Format everything from the line containing "dump body side?" down to the end of the rows as a Markdown table with two columns, Index and Entry, numbering each line and leaving out blank lines.
#####
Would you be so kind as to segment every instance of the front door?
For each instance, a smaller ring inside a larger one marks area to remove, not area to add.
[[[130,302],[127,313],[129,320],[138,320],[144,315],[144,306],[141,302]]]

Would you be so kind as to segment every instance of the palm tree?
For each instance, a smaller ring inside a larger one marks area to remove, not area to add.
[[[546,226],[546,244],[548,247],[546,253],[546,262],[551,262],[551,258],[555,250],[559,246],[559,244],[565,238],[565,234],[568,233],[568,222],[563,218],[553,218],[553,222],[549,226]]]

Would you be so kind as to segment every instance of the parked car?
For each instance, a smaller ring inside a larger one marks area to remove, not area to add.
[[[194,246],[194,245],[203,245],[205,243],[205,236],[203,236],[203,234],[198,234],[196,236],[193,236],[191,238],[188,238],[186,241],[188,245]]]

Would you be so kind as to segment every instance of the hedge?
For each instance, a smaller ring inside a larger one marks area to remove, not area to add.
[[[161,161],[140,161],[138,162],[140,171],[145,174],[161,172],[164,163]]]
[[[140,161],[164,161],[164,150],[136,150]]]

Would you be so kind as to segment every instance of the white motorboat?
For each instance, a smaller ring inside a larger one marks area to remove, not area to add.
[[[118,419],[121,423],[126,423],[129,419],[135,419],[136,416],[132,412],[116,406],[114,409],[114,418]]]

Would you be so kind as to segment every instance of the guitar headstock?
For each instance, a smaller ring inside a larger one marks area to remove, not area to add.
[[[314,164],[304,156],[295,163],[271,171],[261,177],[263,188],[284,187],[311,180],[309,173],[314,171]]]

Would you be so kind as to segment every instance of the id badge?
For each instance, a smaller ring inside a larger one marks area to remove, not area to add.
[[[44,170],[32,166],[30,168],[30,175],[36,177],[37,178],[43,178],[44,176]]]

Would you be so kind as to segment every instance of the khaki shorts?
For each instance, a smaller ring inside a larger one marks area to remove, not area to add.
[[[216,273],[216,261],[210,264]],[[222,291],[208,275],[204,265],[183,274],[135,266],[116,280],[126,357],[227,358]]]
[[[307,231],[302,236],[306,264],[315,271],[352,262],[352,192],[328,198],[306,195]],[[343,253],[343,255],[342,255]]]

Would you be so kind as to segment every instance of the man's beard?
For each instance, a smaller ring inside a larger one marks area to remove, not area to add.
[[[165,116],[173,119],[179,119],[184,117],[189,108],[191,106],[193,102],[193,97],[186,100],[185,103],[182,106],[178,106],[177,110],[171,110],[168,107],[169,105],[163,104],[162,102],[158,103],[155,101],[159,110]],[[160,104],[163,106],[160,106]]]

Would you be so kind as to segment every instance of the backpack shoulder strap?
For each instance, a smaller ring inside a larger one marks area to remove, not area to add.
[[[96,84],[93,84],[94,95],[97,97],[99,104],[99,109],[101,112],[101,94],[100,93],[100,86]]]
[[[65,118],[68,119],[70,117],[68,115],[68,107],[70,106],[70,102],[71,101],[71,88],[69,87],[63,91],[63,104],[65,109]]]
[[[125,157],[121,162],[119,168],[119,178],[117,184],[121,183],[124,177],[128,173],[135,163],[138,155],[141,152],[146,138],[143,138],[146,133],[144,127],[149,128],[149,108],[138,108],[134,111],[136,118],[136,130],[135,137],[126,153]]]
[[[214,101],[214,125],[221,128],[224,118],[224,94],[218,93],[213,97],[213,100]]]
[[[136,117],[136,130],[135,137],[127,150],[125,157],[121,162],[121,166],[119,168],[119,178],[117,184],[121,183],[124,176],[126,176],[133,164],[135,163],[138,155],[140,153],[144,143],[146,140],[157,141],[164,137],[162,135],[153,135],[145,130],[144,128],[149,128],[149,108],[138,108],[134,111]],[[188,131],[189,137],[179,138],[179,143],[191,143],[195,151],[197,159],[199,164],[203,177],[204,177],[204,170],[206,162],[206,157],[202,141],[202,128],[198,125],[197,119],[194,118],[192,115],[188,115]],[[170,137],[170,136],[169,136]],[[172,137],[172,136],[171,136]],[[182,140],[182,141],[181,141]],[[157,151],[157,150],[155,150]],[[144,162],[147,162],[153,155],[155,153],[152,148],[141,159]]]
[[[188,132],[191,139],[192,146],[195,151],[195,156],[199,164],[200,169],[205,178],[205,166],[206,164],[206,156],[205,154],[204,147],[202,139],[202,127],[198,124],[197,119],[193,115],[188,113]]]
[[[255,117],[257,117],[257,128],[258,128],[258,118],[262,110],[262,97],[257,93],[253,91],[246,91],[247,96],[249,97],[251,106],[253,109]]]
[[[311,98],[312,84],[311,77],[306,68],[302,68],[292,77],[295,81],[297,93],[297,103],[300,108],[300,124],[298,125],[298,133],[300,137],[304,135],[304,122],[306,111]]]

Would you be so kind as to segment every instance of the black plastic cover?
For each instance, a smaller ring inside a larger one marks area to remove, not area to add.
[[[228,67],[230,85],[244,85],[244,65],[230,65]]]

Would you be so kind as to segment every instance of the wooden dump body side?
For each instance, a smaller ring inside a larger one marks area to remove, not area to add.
#####
> [Response]:
| Index | Entry |
|---|---|
| 1 | Would you be so kind as to segment every instance of the wooden dump body side? |
| 2 | For each instance, a smaller ring inside a larger one marks area to remove, not area to add. |